"""
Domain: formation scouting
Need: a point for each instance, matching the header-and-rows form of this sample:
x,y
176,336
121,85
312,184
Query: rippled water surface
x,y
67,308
"""
• [TASK DETAILS]: Copy out the records above again, substituting "choppy water surface" for "rippled water surface" and keeping everything else unchanged.

• [THE OUTPUT]:
Domain: formation scouting
Need: a point for each instance, matching the header-and-rows form of this sample:
x,y
176,336
121,85
312,184
Query: choppy water surface
x,y
67,308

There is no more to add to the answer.